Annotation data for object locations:
>> start
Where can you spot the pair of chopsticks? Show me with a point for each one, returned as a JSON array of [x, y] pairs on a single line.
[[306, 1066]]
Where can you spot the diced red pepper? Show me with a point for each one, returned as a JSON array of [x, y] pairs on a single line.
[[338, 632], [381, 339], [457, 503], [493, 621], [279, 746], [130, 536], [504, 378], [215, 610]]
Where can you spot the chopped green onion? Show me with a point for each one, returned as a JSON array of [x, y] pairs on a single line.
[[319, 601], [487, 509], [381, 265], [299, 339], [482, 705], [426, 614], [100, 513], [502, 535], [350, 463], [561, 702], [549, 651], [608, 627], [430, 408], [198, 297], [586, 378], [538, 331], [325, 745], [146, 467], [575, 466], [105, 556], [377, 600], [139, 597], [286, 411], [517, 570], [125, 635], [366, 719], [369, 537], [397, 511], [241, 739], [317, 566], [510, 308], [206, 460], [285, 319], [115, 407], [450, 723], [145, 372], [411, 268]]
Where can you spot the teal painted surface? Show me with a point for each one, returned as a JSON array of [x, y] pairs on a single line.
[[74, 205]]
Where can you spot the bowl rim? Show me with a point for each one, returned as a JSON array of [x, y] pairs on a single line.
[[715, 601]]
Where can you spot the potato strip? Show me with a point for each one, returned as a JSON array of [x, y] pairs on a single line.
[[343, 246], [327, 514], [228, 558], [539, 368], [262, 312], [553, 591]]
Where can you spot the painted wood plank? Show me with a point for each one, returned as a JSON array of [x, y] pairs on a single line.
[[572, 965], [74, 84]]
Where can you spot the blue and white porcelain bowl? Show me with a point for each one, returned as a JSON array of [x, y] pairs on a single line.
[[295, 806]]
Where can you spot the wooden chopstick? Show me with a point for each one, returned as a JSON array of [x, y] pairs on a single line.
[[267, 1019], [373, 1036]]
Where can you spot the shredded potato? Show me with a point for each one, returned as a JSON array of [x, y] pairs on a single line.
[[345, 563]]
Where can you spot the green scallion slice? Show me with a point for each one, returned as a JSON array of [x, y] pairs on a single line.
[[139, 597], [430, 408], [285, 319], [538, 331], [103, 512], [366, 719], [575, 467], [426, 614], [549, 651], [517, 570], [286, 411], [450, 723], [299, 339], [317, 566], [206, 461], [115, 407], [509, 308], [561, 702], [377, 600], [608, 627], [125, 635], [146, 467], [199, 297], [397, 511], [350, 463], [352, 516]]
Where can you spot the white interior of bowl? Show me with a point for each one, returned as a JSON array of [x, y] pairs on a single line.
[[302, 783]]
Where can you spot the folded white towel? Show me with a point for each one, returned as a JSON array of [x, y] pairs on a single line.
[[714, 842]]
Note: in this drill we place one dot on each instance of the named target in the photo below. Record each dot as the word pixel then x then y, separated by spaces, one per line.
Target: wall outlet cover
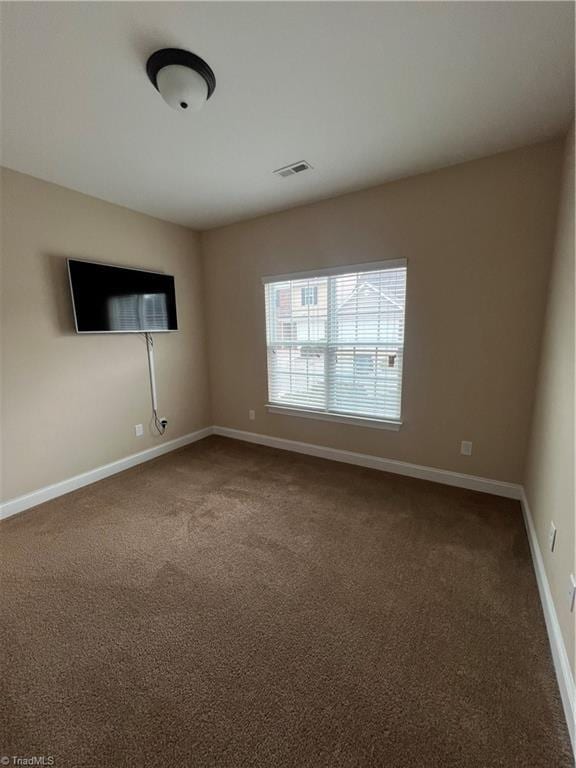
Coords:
pixel 552 537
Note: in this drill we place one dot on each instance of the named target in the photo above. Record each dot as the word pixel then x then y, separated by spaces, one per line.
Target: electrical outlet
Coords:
pixel 552 537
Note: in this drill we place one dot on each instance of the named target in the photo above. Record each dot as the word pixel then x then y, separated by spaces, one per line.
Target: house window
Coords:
pixel 343 355
pixel 309 295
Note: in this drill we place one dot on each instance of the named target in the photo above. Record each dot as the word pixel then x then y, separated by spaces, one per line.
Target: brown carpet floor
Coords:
pixel 231 605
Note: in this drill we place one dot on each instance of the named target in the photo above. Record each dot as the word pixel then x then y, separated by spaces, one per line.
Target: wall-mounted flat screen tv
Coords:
pixel 108 299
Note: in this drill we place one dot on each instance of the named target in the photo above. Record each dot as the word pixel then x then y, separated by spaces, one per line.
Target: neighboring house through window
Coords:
pixel 336 342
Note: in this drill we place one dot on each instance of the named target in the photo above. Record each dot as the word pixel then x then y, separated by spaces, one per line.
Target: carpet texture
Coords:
pixel 232 605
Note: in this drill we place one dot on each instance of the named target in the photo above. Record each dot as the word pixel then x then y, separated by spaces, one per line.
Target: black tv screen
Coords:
pixel 109 299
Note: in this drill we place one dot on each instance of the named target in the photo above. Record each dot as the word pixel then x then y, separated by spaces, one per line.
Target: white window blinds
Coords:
pixel 343 353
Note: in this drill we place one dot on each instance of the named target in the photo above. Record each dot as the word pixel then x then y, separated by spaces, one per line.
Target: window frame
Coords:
pixel 324 415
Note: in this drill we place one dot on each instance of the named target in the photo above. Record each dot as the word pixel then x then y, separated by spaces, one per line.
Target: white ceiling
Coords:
pixel 366 92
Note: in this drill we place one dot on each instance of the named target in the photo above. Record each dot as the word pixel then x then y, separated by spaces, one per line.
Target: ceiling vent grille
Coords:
pixel 293 168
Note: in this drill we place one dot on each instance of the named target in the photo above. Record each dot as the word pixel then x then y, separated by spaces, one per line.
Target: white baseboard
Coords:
pixel 557 646
pixel 444 476
pixel 20 503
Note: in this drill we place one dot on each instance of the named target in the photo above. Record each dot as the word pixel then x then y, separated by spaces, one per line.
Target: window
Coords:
pixel 343 355
pixel 309 295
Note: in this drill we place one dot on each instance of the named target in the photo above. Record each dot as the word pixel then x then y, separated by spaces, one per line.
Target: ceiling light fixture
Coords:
pixel 183 79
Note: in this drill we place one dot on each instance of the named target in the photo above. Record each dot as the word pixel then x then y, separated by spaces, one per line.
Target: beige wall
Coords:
pixel 550 467
pixel 70 402
pixel 478 241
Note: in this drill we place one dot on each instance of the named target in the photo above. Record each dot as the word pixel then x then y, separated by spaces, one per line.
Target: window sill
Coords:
pixel 358 421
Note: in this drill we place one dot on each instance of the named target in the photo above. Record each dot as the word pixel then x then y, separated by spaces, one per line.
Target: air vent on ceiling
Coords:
pixel 290 170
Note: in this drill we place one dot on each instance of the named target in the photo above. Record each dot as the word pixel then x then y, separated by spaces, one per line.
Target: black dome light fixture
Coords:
pixel 184 80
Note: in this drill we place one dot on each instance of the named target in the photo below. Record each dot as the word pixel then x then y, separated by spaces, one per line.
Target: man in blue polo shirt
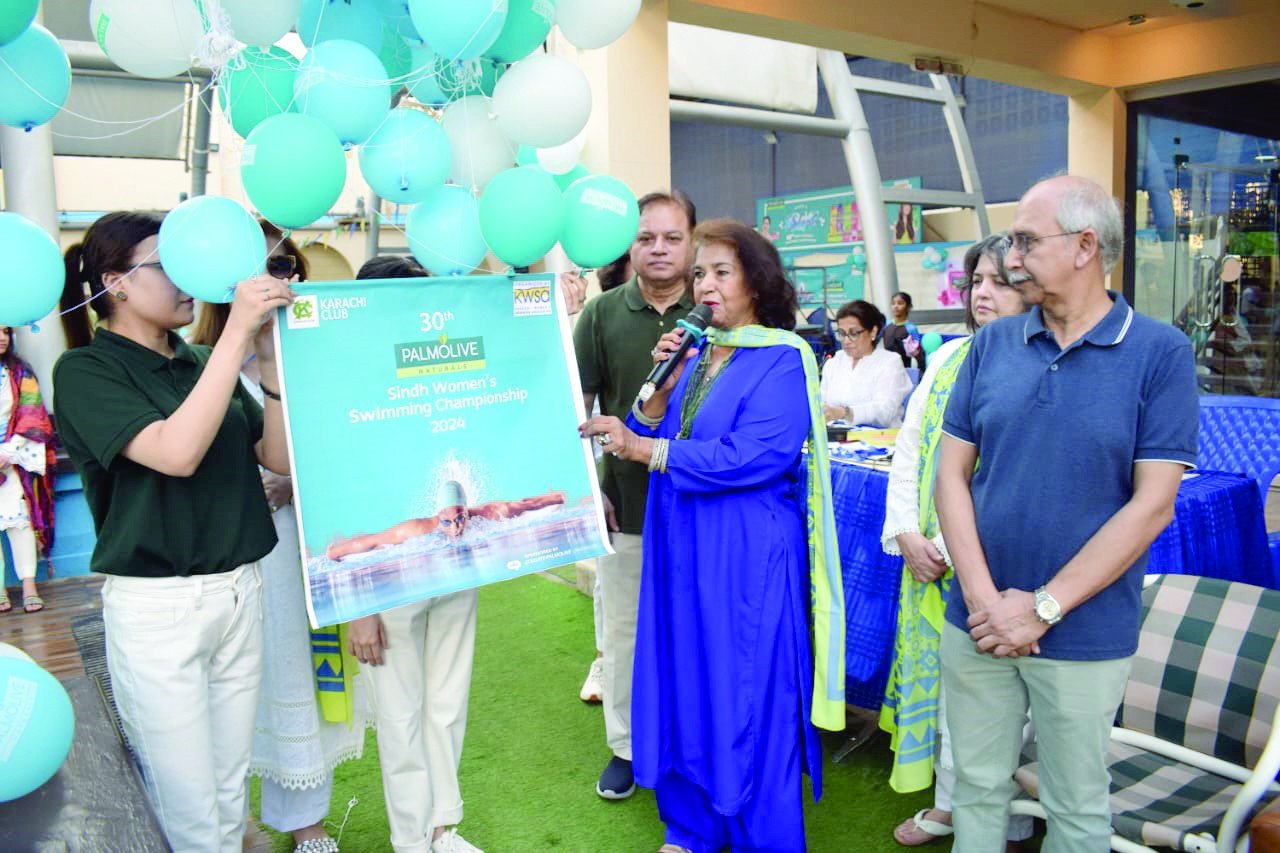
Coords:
pixel 1084 416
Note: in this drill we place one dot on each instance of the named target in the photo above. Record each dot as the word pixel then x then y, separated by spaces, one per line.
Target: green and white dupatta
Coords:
>> end
*SHORT TASK*
Copy every item above word for word, leaving out the pictures.

*TASK RESPONSE*
Where can you spot the pair of chopsticks? Show me with a point for each one, returned as a JSON array of [x, y] pairs on a single line.
[[306, 1066]]
Where can you spot the diced red pepper? Show me with a point for each one, returned as a JSON array of [x, y] pairs on a single line.
[[338, 632], [381, 339], [457, 503], [493, 621], [279, 746], [130, 536], [504, 378], [215, 610]]
Where can you spot the chopped green onion? Show me with a point for each one, returned as a JSON array of [x, y] pairs on a single line.
[[319, 601], [487, 509], [381, 265], [299, 339], [482, 705], [426, 614], [100, 513], [502, 535], [350, 463], [561, 702], [549, 651], [608, 627], [430, 408], [198, 297], [586, 378], [538, 331], [325, 745], [146, 467], [575, 466], [105, 556], [377, 600], [139, 597], [286, 411], [517, 570], [125, 635], [366, 719], [369, 537], [397, 511], [241, 739], [317, 566], [510, 308], [206, 460], [285, 319], [115, 407], [450, 723], [145, 372], [411, 268]]
Where can you spot the teal painted surface? Show me with a point for each one, returned as a JSON array of [x, y] pairs on a single line.
[[74, 205]]
Where can you spot the bowl rim? Show me with a point for each one, returned as a JSON array of [x, y] pairs on a single line.
[[715, 601]]
Where can you spot the potato strip? Show me with a point for each one, returned as a JSON array of [x, y] pairs on a single line.
[[343, 246], [327, 514], [228, 558], [539, 368], [262, 312], [553, 591]]
Where can you spot the painted wood plank? Show me with a point for each one, returned as a JSON array of [x, y] pairs on a single line.
[[572, 965], [74, 84]]
Where can you spot the blue and white porcelain bowl? Show me with a point for each one, returned as a JSON array of [x, y] pairs on a single line.
[[295, 806]]
Where can you spot the wooden chopstick? Show me with a point for each one, returned as a JSON array of [x, y] pairs on a single line.
[[267, 1019], [373, 1036]]
Where can you spot the shredded potato? Show me with a point for each one, returned as a JSON array of [x, y] pairs on a single line.
[[345, 563]]
Where can you spot the green scallion slice? Show me with a point for each one, returned as a JSON array of [x, y] pairs on a single line.
[[139, 597], [430, 408], [285, 319], [538, 331], [103, 512], [366, 719], [575, 467], [426, 614], [549, 651], [517, 570], [286, 411], [450, 723], [299, 339], [317, 566], [206, 461], [115, 407], [509, 308], [561, 702], [377, 600], [608, 627], [125, 635], [146, 467], [199, 297], [397, 511], [350, 463], [352, 516]]
Where can you spot the white interior of bowl? Show me with a point for each one, returned as a JSON array of [x, y] pairs on a single line.
[[302, 783]]
Where can you spot the folded white towel? Show me with a point for each one, returned as a JSON array of [x, y] pairs on a single line.
[[714, 842]]
Note: in this drill we place one dot on each instance of the named target in the photo below. Record each dot as the word pixel then x then y, separated by spaces, one per line.
Target: wall outlet cover
Coords:
pixel 552 537
Note: in this drill we place one dot on each instance of the named target in the photo above. Record each dot as the word pixel then x then y, separated by spaces, one per line.
Target: electrical outlet
Coords:
pixel 552 537
Note: in this drill we place one dot on each instance of the named target in the photo above. Record each dot as the word pixel then x then y, separated by spaces, one per line.
Target: house window
Coords:
pixel 343 355
pixel 309 295
Note: in this drill we place one dot on each instance of the named target in the photo above. Record each dot as the word pixel then x then y, separated by spaces, one per line.
Target: brown carpet floor
Coords:
pixel 231 605
Note: in this drill we place one dot on each instance of the named target in the photo above. Record each dot as the word pixel then x then y, separated by spaces, one per line.
Target: wall-mounted flat screen tv
Coords:
pixel 108 299
Note: in this drill we place one dot on each instance of the named target in the photo above. Record each dot as the word pixel then x then y, separated by spaces, one per line.
Target: neighboring house through window
Coords:
pixel 336 342
Note: in this drill we place one dot on each instance of the named target in the photo above. Record each dot as the word pixel then x then y, separated by spaces, one per line.
Target: carpet texture
Coords:
pixel 232 605
Note: in this drill we place one dot on each instance of the named target in the photo above. Record each dot as the word pixel then x then y, separated by spaces, one per line.
Target: black tv screen
Coords:
pixel 109 299
Note: in this drill we place one dot on each instance of the named target in the photo above. Record each dot as the word pixel then x then y, separated by spaces, one per line.
Target: white window blinds
Coords:
pixel 343 353
Note: in this drill we place one dot on each instance of the named target in the photo above. Record each dot as the word pixel then x then y, separated by spaces, one per line.
Target: window frame
Coords:
pixel 324 415
Note: in this drill we place one dot on each instance of the named target in the photo above. Record each dot as the word pixel then x then y, separated by spaces, one per line.
Target: white ceiling
Coords:
pixel 366 92
Note: in this drill we place one dot on each instance of the named target in the photo above. Record each dot as the word pixel then x then y, separated by spaces, one per line.
Target: ceiling vent grille
Coords:
pixel 293 168
Note: in this drill we place one dot on each instance of the named target in the photo above. Record each dot as the word pixel then x then y, separated by spaces, one per line.
Target: white baseboard
Coords:
pixel 557 646
pixel 444 476
pixel 20 503
Note: in this drill we place one dot on each instance of the named target in the photo above. Record each dot as the word pixel then x then y, separated by spaces, one per line.
Target: window
Coords:
pixel 343 355
pixel 309 295
Note: in this drill we place one dot on each instance of the named target in the photo above. Record each dot as the word pixel then x then y, separated by spaces, one per line.
Target: ceiling light fixture
Coords:
pixel 183 79
Note: in this drill we place one dot on each instance of the named target in the photo above. Record each dot as the word pixel then x then y, separated by spaces, one per line.
Target: beige wall
Coords:
pixel 550 467
pixel 70 402
pixel 478 241
Note: in this drill we place one dot on each instance of the named target in the photo above. Record each dot as the word pixel then x then y, separated by spaces, one per line.
Target: window sill
Coords:
pixel 358 421
Note: in this drill we place one dot on each instance of the named target in the photo above. Record each dot as the word pixel then x then y, separated by spaces, one per line.
Target: air vent on ceiling
Coords:
pixel 290 170
Note: in this drill we place one dot on each instance of the named target in the photo above. Record each dot as the word pixel then x then y, separated by spaces, one per line.
Target: black dome light fixture
Coords:
pixel 184 80
Note: in this drill we place one dot on each instance of the named target in the photo below. Record each dot as the word pixel then x then y, separated by spaces, one per line.
Target: man in blue polo shirt
Coords:
pixel 1084 416
Note: in this drill we place one dot on each instance of the named target in the photo above. Record each dot as the word pixel then x then y, separated by spaces, one per line.
Target: green and white dupatta
Coords:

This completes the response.